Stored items
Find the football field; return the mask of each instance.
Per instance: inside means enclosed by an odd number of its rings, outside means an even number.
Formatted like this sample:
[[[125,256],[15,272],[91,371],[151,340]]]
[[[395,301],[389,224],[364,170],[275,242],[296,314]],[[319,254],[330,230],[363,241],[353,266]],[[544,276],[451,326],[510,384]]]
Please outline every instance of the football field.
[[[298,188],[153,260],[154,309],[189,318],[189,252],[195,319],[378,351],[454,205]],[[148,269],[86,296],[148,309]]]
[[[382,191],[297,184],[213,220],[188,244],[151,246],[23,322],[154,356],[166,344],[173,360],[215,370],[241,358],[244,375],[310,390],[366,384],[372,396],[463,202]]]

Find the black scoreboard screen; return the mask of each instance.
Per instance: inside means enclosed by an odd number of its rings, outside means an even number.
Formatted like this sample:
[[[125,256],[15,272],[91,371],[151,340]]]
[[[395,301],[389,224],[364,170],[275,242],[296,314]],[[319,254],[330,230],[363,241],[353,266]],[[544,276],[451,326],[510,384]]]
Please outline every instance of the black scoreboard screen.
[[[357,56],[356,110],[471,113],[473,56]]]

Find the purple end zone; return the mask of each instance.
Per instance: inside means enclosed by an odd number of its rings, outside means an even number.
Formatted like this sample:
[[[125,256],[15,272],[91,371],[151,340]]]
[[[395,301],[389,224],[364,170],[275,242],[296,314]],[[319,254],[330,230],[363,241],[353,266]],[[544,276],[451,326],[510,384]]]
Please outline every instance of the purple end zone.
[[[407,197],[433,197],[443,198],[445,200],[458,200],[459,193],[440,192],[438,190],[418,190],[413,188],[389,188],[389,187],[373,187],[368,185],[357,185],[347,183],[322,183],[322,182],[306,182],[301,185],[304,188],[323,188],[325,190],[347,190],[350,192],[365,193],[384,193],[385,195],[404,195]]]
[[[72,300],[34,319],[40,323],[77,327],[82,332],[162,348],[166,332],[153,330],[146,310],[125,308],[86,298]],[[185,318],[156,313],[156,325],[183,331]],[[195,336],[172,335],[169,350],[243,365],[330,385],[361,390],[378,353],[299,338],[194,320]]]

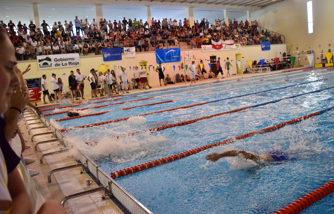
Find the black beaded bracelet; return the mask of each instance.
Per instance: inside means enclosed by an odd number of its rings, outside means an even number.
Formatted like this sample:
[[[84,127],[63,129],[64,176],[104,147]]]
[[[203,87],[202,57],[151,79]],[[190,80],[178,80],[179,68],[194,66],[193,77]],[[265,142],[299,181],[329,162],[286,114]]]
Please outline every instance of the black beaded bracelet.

§ **What to do**: Rewrite the records from the start up to and including the line with "[[[357,56],[356,110],[471,113],[473,56]]]", replacing "scoreboard" with "display" and leaving everything else unchanged.

§ **Complete response**:
Find the football field; return the mask of each instance.
Per instance: inside means enclosed by an odd number of its rings, outside means an even number.
Formatted like this sample:
[[[125,256],[15,272],[91,371],[151,340]]]
[[[395,301],[389,224],[364,170],[275,242],[296,314]],[[319,254],[330,230],[363,241],[353,266]],[[544,276],[451,326],[510,384]]]
Please outline every instance of the football field.
[[[298,188],[153,260],[154,309],[189,318],[189,252],[195,319],[378,351],[454,205]],[[148,269],[86,296],[148,309]]]
[[[382,191],[297,184],[213,220],[188,244],[151,246],[23,322],[154,356],[166,344],[173,360],[215,370],[241,358],[244,375],[310,390],[366,384],[372,396],[463,202]]]

Find the black display screen; return the mask of each instance.
Per instance: inside means enclosed by an odd number of its rings, outside means an even number.
Formatted like this sample:
[[[125,256],[15,272],[91,371],[151,340]]]
[[[395,301],[389,224],[364,170],[275,242],[296,314]],[[319,254],[330,230],[363,241],[353,266]],[[544,276],[451,326],[510,384]]]
Please outline every instance of the black display screen.
[[[357,56],[356,110],[471,113],[473,56]]]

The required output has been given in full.